Dataset records about where objects are
☆ ☆ ☆
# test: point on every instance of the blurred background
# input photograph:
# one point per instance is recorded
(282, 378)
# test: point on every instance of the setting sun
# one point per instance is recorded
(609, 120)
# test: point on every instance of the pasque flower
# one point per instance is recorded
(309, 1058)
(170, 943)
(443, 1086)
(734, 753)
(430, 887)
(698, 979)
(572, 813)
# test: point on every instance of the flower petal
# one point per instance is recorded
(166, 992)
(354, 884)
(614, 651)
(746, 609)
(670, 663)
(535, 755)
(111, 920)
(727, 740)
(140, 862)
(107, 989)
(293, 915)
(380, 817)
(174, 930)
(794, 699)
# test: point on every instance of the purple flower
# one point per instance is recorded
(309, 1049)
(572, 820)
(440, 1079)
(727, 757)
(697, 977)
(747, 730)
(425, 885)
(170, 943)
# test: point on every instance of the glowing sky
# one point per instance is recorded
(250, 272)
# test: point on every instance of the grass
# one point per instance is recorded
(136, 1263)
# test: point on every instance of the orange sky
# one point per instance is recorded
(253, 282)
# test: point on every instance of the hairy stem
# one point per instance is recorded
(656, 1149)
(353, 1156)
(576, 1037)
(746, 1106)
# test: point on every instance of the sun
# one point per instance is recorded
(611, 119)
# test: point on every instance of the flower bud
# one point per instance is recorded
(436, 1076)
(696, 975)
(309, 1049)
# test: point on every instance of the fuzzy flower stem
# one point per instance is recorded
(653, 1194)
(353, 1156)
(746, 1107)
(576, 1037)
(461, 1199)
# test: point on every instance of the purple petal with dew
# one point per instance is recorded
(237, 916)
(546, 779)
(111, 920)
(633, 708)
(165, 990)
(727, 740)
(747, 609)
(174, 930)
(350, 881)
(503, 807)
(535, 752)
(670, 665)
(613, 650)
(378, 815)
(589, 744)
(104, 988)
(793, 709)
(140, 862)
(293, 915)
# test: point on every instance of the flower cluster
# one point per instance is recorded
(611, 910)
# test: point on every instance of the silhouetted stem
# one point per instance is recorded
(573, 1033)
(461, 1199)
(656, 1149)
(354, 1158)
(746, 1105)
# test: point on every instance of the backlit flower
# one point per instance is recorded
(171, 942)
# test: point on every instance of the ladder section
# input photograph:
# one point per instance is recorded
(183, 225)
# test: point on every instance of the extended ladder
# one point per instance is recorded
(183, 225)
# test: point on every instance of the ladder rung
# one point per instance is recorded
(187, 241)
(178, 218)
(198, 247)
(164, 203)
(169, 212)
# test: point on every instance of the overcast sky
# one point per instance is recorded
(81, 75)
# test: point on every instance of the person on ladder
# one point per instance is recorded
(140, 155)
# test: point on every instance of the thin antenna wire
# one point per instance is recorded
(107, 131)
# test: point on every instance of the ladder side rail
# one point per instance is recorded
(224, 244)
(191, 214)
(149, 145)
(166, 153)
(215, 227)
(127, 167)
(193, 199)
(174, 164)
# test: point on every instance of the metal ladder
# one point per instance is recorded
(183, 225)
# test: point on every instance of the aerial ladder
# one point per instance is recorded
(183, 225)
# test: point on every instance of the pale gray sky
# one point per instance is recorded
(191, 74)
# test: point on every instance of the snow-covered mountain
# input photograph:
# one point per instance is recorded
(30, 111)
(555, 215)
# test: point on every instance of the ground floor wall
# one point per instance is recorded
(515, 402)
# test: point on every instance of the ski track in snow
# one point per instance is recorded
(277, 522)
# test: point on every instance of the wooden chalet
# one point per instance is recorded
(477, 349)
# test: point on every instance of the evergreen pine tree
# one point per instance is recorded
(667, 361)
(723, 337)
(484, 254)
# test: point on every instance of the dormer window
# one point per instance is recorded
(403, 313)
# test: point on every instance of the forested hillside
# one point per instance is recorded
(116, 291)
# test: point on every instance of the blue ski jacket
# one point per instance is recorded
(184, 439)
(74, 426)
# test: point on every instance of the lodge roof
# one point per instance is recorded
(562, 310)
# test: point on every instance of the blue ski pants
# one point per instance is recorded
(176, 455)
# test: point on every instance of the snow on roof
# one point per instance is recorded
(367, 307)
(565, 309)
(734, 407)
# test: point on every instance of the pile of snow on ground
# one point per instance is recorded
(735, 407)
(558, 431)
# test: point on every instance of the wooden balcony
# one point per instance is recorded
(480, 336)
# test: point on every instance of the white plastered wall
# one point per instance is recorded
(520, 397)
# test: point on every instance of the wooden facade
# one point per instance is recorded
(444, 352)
☆ ☆ ☆
◆ **Task details**:
Print every line of these rows again with no changes at all.

◆ **Answer in full**:
# test: point on every instance of the blurred background
# input photograph:
# one point per instance is recorded
(282, 378)
# test: point on every instance of the setting sun
# one point per instance is recorded
(609, 120)
# test: point on every instance of the pasque flower
# one point per instance is recorded
(309, 1058)
(170, 943)
(443, 1086)
(734, 753)
(430, 887)
(698, 979)
(572, 813)
# test: point on every instance of the flower petal
# one point per instance is recorded
(166, 992)
(354, 884)
(614, 651)
(746, 609)
(670, 663)
(535, 755)
(111, 920)
(727, 740)
(140, 862)
(107, 989)
(293, 915)
(380, 817)
(174, 930)
(794, 699)
# test: point on every instance of the purple flower
# one point per instance is recorded
(309, 1049)
(572, 820)
(440, 1079)
(727, 757)
(697, 977)
(747, 730)
(425, 885)
(170, 943)
# test: point on every instance of the glowing sky
# one point per instance is recorded
(250, 272)
# test: point on every instance of the grass
# one point per instance is recorded
(136, 1263)
# test: point on every instance of the orange sky
# one point per instance is recorded
(253, 282)
# test: point on every instance of the hairy stem
# one point per instance is recorded
(656, 1149)
(353, 1156)
(576, 1037)
(746, 1106)
# test: point on every instance of the sun
# one point per instance is recorded
(611, 119)
# test: point on every instance of the flower bud
# one point per instance is recorded
(436, 1076)
(696, 975)
(309, 1049)
# test: point on every instance of the fuzzy flower stem
# one point per instance is recorded
(653, 1194)
(353, 1156)
(746, 1107)
(576, 1037)
(461, 1199)
# test: point on every instance of the purple petal with dew
# one point per instance is recorded
(237, 916)
(546, 779)
(111, 920)
(633, 708)
(165, 990)
(727, 740)
(747, 609)
(174, 930)
(350, 881)
(503, 807)
(535, 752)
(670, 665)
(613, 650)
(378, 815)
(589, 744)
(104, 988)
(793, 709)
(140, 862)
(293, 915)
# test: point on every instance of the flower cluster
# one point per instance is recorded
(611, 910)
# test: point on every instance of the silhouetted stem
# one point per instance is recorded
(573, 1033)
(461, 1199)
(656, 1149)
(354, 1158)
(746, 1105)
# test: point on every instance of the backlit flower
# one point per instance is recorded
(171, 942)
# test: point on every instance of the ladder section
# input photograph:
# one point per instance is recorded
(183, 225)
# test: point on every instance of the extended ladder
# one point per instance is recorded
(183, 225)
# test: point on every instance of the ladder rung
# one point per instance is recorded
(187, 241)
(178, 218)
(198, 247)
(164, 203)
(169, 212)
# test: point on every instance of the overcast sky
# one point per instance is recorded
(81, 75)
# test: point on every instance of the person on ladder
# one point per instance is recorded
(140, 155)
# test: point on every instance of the thin antenna wire
# one point per instance is recorded
(107, 131)
# test: point on every instance of the ladder side rail
# one point per instance is recorded
(224, 244)
(191, 214)
(149, 145)
(166, 153)
(215, 227)
(127, 167)
(193, 199)
(174, 164)
# test: point on every instance of the metal ladder
# one point per instance is recorded
(183, 225)
# test: point on every instance of the aerial ladder
# one point per instance is recorded
(183, 225)
# test: point on every instance of the pale gray sky
# one point per instance is recorded
(191, 74)
# test: point on every instance of the snow-covered mountain
# input photograph:
# one point per instance is recorded
(30, 111)
(555, 215)
# test: point on every instance of the ground floor wall
# one point per instance is recorded
(515, 402)
# test: point on every instance of the ski track in snow
# one point per instance is recorded
(277, 522)
# test: point on every instance of the wooden chalet
# one point per instance is recorded
(477, 349)
# test: point on every instance of the evergreen pine tree
# one point per instance is recorded
(667, 361)
(723, 337)
(484, 254)
# test: point on every instance of the dormer window
# one point per instance is recorded
(403, 313)
# test: point on every instance of the forested hillside
# one point per instance is recorded
(116, 291)
# test: point on every instance of the blue ski jacket
# one point per instance is recorded
(184, 439)
(74, 426)
# test: point on every instance of the lodge roof
# one point per instance is recorded
(562, 310)
# test: point on every instance of the blue ski pants
# one point per instance is recorded
(176, 455)
# test: point on every instance of the snow on roof
# one point per instance is recorded
(367, 307)
(565, 309)
(734, 407)
# test: point on every instance of the pile of snow on ground
# one point per instance is recorded
(735, 407)
(558, 431)
# test: point on every instance of the wooden balcony
# one point per instance is recorded
(480, 336)
# test: point on every instance of the white plastered wall
# one point per instance is recorded
(520, 397)
# test: point on every instance of the wooden facade
# one point per instance is recorded
(444, 352)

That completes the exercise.